Word for word, and with pictures excluded, copy out all the records that follow.

_ _ _ _

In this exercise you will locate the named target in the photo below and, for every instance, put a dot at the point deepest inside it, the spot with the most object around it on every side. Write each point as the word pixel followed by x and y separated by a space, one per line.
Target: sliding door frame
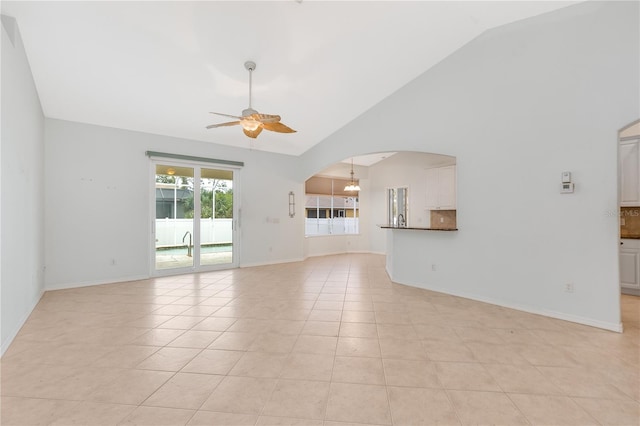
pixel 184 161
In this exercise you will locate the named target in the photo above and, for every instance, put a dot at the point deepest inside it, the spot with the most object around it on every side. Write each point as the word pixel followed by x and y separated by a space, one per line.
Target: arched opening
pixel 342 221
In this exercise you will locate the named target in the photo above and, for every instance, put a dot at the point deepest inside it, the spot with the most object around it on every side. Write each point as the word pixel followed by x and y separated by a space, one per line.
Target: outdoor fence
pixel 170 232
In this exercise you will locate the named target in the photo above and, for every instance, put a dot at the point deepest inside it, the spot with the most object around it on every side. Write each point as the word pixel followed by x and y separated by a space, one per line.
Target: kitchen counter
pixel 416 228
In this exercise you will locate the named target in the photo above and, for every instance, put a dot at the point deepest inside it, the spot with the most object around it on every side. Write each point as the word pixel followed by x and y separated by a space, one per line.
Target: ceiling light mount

_ _ _ _

- [YOUR RESPONSE]:
In this exercise you will locate the named target in the photo below and, for every instance, put a dot at the point deepest inside it, the spot with the most object around it on every side. Write each point as the word pixel followed by x and y separated by a space, one per line.
Target: sliding door frame
pixel 184 161
In this exercise you will locate the named target in the photo above and, for every instance, put a dot at the point deepest inside it, the spot with the most object around it on every side. Write each point as the word pixel followed by x and y separated by a space, one per line.
Target: arched opening
pixel 342 221
In this exercise you will locate the named target in the photo above and, for every instance, put a dot at the point deepest inside it, the spot with the most object around it on every side. Write each point as the word pixel followed by x and y separated by a space, one per line.
Target: outdoor fence
pixel 170 232
In this exercise you will locate the named target in the photo above and, for every instance, put a dot at the point deepest inside it, the spot with the most object around it on every side. Write each point as the word pixel followed by x and y separated by a space, one per line.
Target: kitchen counter
pixel 416 228
In this exercise you will locate the named target in the photo above and, for every instance, put a dot at the point deepest inside it, the spot with the most object around it on every side. Write each point as the word pixel followed by x and y separated by a space, one per line.
Target: ceiling light mount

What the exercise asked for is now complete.